■ **DATI DI PARTENZA**
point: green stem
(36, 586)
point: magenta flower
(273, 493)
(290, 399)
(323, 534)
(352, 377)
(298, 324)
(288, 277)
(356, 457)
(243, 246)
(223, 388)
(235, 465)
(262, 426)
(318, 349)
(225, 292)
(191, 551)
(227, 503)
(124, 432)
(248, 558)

■ **TESTO DELLA CONSEGNA**
Raccogli tutte le righe delle voci qui sopra che contengono la parola "point", tenendo conto delle maiuscole e delle minuscole.

■ **RISPOSTA ATTESA**
point: green stem
point: magenta flower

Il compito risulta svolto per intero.